## Task A
In the forum post about the HashSort method, substitute "Mergesort" for "Quicksort" and give the passage again. Begin at the words "Okay, I was" and stop after "spaces in O(n)".
## Task B
In one to three sentences, state why the poster of the HashSort thread is not yet handling duplicate values.
## Task C
Continue the forum post about the HashSort sorting method from the point where it stops.

## Selected text

§ §

1 2 3 Previous Next 42 Replies Latest reply on Jan 7, 2005 2:48 AM by 807596

# HashSort?

Okay, I was just writing a method that sorts an array of ints with very, very, quick runtime- much better than Quicksort and even Radix.

public static int[] sort(int[] a)
{
int[] sorted = new int[getMax(a)+1];
for(int i = 0; i < a.length; i++)
sorted[a[i]] = a; //assigns the value to the array[value] somewhat like hashing
int free = 0;
/*
*Note: This for loop is optional, it just eliminates empty spaces in O(n)
*/
for(int k = 0; k < sorted.length; k++)
{
if(sorted[k]==0)
free = k;
else
{
sorted[free] = sorted[k];
sorted[k] = 0;
}
}
return sorted;
}

This makes this algorithm O(n+N), where the least efficient aspect is eliminating the empty spaces(zeros). As of now, I am not concerned about duplicates (dont want to get into buckets) and the numbers must be positive as well.
1.)

§ §

## Extracted information
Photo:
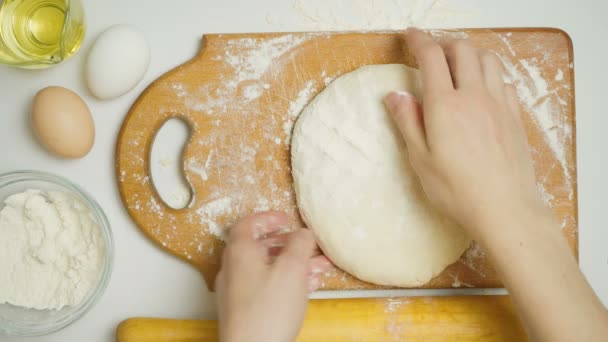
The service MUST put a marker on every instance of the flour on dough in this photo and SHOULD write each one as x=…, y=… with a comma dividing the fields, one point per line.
x=356, y=189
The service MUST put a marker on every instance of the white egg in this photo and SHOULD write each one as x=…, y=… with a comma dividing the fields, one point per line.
x=117, y=62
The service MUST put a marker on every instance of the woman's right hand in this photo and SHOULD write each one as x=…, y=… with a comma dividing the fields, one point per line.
x=466, y=140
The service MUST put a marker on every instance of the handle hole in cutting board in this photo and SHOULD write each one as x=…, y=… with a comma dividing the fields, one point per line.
x=166, y=164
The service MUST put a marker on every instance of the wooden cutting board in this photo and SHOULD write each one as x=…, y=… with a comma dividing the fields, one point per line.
x=240, y=96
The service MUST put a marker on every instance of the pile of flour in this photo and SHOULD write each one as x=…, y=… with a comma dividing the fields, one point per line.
x=51, y=250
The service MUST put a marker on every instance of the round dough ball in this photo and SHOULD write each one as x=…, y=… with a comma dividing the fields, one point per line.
x=356, y=189
x=62, y=122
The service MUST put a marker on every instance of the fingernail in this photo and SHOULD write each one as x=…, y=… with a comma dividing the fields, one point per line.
x=314, y=284
x=317, y=270
x=393, y=99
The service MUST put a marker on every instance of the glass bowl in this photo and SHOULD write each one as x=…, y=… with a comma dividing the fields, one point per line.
x=20, y=321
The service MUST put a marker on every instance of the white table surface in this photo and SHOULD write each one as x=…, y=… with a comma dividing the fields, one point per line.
x=149, y=282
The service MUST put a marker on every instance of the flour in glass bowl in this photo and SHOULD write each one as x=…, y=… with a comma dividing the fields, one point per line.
x=51, y=250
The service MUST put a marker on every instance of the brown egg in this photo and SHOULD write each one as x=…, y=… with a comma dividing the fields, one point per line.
x=62, y=122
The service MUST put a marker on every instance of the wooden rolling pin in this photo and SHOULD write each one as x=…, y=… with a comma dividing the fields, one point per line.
x=459, y=318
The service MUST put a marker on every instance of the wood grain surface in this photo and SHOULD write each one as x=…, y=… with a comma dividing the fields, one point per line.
x=482, y=318
x=240, y=96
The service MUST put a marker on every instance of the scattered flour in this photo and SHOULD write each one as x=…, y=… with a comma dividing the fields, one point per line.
x=295, y=108
x=210, y=210
x=252, y=60
x=546, y=109
x=51, y=250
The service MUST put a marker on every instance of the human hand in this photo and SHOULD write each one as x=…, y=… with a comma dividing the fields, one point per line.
x=265, y=278
x=466, y=141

§ §

## Expected answer A
Okay, I was just writing a method that sorts an array of ints with very, very, quick runtime- much better than Mergesort and even Radix.

public static int[] sort(int[] a)
{
int[] sorted = new int[getMax(a)+1];
for(int i = 0; i < a.length; i++)
sorted[a[i]] = a; //assigns the value to the array[value] somewhat like hashing
int free = 0;
/*
*Note: This for loop is optional, it just eliminates empty spaces in O(n)

## Expected answer B
The poster is not concerned about duplicates for now because they do not want to get into buckets.

## Expected answer C
Is there any way to improve the efficiency of this sort? (runtime, not O notation)
- a thought- would using an ArrayList make it more efficient? (eliminates one loop)
the downside would be that I would have to store the values as Integers.
Also, would using ArrayList.trimToSize() be a good idea here?

2.)
And, is there any easy way to apply this to objects?
-here is my plan (very very inefficient though)
use obj.toString() to gen a distinct string value for each object
convert this string to a char array (String.toCharArray())
and than convert each character to a number to use as a key
but this makes the algorithm n^2, ie totally useless in my case

Sorry for the intolerable length of this post.
Thanks for you efforts...
• ###### 1. Re: HashSort?
1.)
Is there any way to improve the efficiency of this
sort? (runtime, not O notation)
- a thought- would using an ArrayList make it more
efficient? (eliminates one loop)
the downside would be that I would have to store the
values as Integers.
Try it and find out.
Also, would using ArrayList.trimToSize() be a good
idea here?
Try it and find out.

>
2.)
And, is there any easy way to apply this to objects?
-here is my plan (very very inefficient though)
use obj.toString() to gen a distinct string value for
each object
convert this string to a char array
(String.toCharArray())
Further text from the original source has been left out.